■ **Assignment**: Could you print every record below exactly as it appears?

■ **Exercise materials**:
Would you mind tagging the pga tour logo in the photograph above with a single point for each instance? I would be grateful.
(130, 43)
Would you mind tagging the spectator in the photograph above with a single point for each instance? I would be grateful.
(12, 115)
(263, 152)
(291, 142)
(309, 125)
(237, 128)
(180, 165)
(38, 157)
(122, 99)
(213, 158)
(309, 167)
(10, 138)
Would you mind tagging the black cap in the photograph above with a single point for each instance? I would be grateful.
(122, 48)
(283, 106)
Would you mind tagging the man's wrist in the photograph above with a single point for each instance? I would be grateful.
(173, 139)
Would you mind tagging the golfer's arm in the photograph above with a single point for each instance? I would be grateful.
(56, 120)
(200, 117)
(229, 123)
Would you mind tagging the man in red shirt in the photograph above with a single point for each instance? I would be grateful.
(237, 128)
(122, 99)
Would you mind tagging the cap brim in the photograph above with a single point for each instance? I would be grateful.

■ **Completed task**:
Would you mind tagging the pga tour logo in the photograph above with a single point for each instance? I would be grateful.
(130, 43)
Would you mind tagging the spectator in the photograph above with a single point for each instance? I would be grateful.
(12, 115)
(263, 152)
(291, 142)
(309, 125)
(237, 128)
(180, 165)
(38, 157)
(122, 99)
(213, 158)
(309, 167)
(10, 138)
Would you mind tagging the black cap in the photograph above with a single point for each instance? I would be grateful.
(122, 48)
(283, 106)
Would you mind tagging the man's wrist in the photograph above with a single point for each instance? I would be grateful.
(173, 139)
Would you mind tagging the golfer's arm in the photograph above with a single point for each instance? I would be grateful.
(56, 120)
(200, 117)
(229, 123)
Would you mind tagging the man in red shirt in the photograph above with a single point for each instance? I would be grateful.
(237, 128)
(122, 99)
Would you mind tagging the cap brim in the photograph above with a single point for each instance? I would be grateful.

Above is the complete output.